** BEGIN **
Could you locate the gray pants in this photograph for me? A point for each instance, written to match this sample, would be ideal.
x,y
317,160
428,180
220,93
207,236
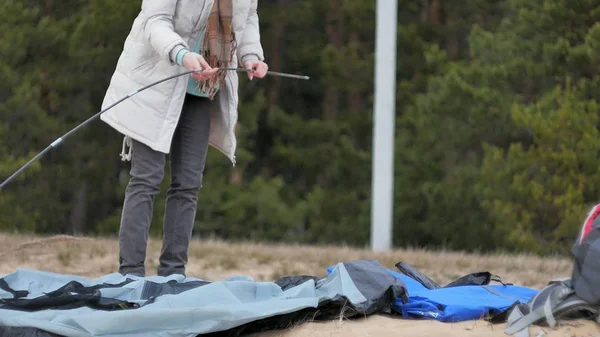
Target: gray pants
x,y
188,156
** END **
** BEGIN **
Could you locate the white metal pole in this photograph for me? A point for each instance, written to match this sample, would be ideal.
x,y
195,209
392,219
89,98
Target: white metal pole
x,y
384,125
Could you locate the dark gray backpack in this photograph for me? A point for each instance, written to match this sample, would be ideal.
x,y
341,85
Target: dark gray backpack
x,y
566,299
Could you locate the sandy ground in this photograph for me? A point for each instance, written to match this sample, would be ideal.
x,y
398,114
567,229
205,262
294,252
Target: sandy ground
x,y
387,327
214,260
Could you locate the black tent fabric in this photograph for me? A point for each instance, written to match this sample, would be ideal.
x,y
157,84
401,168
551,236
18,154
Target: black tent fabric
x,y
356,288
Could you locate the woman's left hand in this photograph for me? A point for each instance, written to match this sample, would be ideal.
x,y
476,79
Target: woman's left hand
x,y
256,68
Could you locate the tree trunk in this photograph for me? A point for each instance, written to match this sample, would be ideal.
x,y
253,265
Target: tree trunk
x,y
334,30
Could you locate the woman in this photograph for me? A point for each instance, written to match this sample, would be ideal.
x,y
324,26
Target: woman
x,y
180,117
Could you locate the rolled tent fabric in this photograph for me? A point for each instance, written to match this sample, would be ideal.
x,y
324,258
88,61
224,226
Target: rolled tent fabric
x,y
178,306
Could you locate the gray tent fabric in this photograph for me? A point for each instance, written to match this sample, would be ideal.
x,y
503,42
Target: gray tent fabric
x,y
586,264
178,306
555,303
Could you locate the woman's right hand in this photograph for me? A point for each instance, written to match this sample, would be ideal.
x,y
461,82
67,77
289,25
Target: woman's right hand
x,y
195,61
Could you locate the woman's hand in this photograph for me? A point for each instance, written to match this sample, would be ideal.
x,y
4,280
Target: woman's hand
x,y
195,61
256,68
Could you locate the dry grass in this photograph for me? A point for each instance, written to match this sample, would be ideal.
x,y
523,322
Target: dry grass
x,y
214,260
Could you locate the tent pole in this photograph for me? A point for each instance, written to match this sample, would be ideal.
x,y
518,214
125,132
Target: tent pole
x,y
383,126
** END **
** BEGIN **
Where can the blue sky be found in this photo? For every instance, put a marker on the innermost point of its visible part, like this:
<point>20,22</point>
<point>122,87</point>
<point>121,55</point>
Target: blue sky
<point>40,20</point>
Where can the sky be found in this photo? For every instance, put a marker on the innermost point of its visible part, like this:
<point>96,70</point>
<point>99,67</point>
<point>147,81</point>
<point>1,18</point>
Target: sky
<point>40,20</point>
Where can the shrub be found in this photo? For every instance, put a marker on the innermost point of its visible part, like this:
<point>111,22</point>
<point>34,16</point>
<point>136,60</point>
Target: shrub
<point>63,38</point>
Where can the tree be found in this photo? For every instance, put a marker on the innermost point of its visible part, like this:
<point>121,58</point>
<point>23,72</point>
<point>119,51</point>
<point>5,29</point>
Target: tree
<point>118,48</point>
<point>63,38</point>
** END **
### EXERCISE
Pick out every line in the records above that contains the string "backpack", matching uppercase and lowercase exactly.

### WRITTEN SOLUTION
Could you locate the dark gray backpack in this photograph for me? A point for each instance, written to match this sample, would be ideal.
Target: dark gray backpack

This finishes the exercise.